▸ Text segment
★ ★ ★ ★ ★
Further, by repeating the process described above, the top end position of the saturated absorbent region is further raised, and consequently the evaporating period of liquid helium is further shortened. As the evaporating period of liquid helium is shortened and number of liquid helium supply times is increased, number of occasions of causing expensive liquid helium to evaporate is further increased due to entering of heat at liquid helium supplying work.
An object of the present invention is to provide a dewar for SQUID in which an amount of leak gas discharged from absorbent arranged in the upper portion higher than the liquid surface level of liquid helium is small even if the liquid surface level of the liquid helium is lowered, and accordingly the cycle of supplying liquid helium can be kept long for a long time, and to provide a biological magnetism measurement apparatus using the dewar for SQUID.
★ ★ ★ ★ ★
▸ Data shown
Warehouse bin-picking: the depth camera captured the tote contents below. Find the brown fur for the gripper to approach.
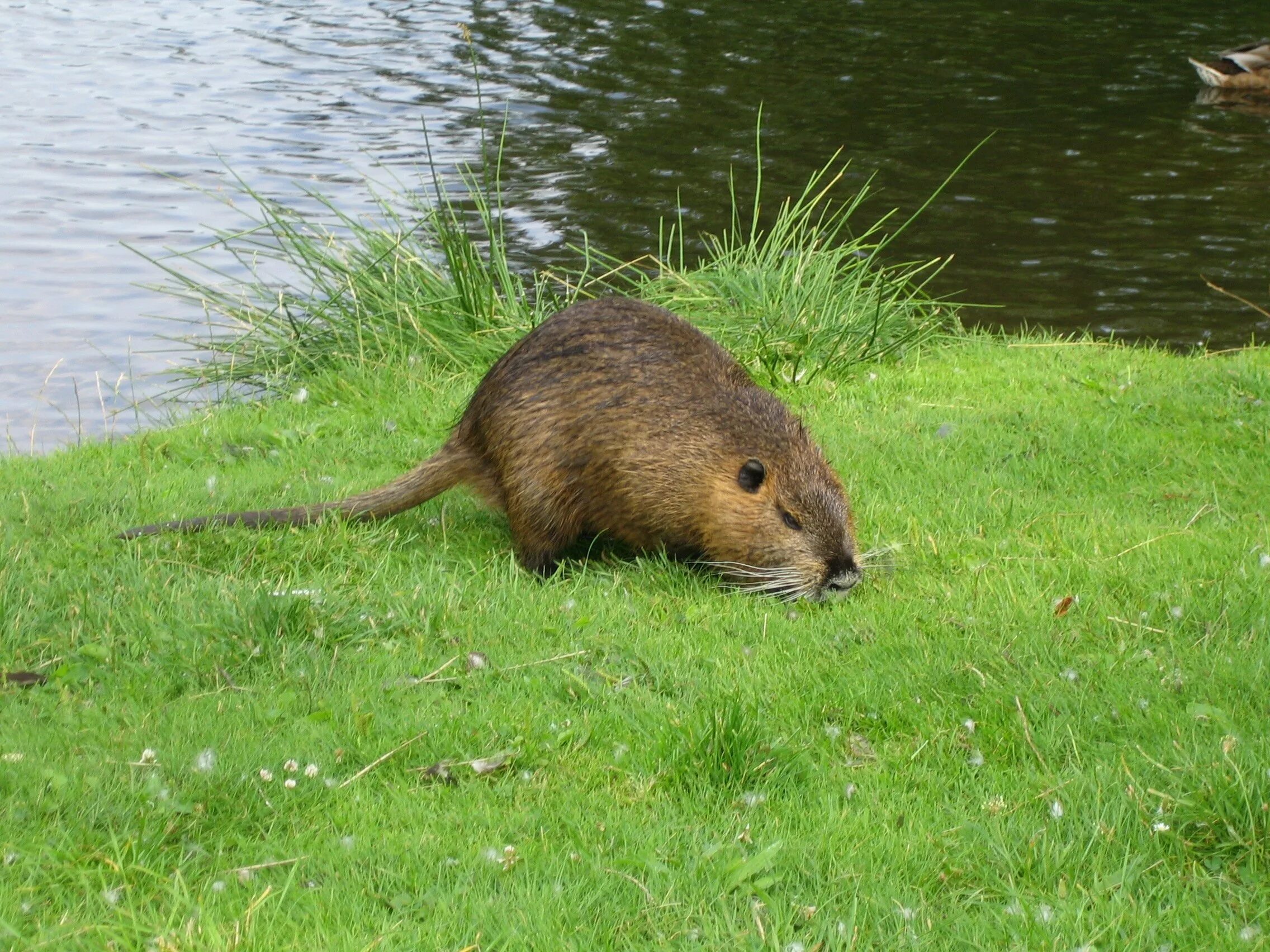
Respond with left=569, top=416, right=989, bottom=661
left=122, top=298, right=860, bottom=597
★ ★ ★ ★ ★
▸ Activity 1
From the passage on the SQUID dewar, quote the text from "Further, by repeating" up to and including "helium supplying work.".
▸ Activity 2
Using the passage on the SQUID dewar, say whether each statement agrees with it. Give yes or no for each, and quote the deciding words. (a) Repeating the process further shortens the evaporating period of liquid helium. (b) The invention aims to make the cycle of supplying liquid helium shorter. (c) The invention also provides a biological magnetism measurement apparatus.
▸ Activity 3
Continue the passage on the SQUID dewar from the point where it stops.

▸ Output 1
Further, by repeating the process described above, the top end position of the saturated absorbent region is further raised, and consequently the evaporating period of liquid helium is further shortened. As the evaporating period of liquid helium is shortened and number of liquid helium supply times is increased, number of occasions of causing expensive liquid helium to evaporate is further increased due to entering of heat at liquid helium supplying work.

▸ Output 2
(a) Yes: "the evaporating period of liquid helium is further shortened"
(b) No: "the cycle of supplying liquid helium can be kept long for a long time"
(c) Yes: "to provide a biological magnetism measurement apparatus using the dewar for SQUID"

▸ Output 3
In order to attain the above object, a dewar in accordance with the present invention comprises an inner container for holding a SQUID magnetometer and a coolant, the inner container being made of a non-magnetic and electrically non-conductive material; an outer container for forming a thermal insulating space between the inner container and the outer container, the outer container being made of a non-magnetic and electrically non-conductive material; and a gas absorbing means provided inside the thermal insulating space, and the dewar further comprises a non-magnetic thermal conducting means in contact both with the gas absorbing means arranged at a level higher than a level of a holding position of the SQUID magnetometer and with a position of the inner container at a level lower than a level of the gas absorbing means.
By the structure described above, since the thermal conducting means is in contact with a position of the inner container at a level lower than the gas absorbing means even if the coolant held in the inner container evaporates to lower the liquid surface of the coolant in the inner container, the gas absorbing means can be maintained at a temperature of the coolant held in the inner container by the thermal conducting means. Accordingly, the gas absorbing power of the gas absorbing means can be maintained.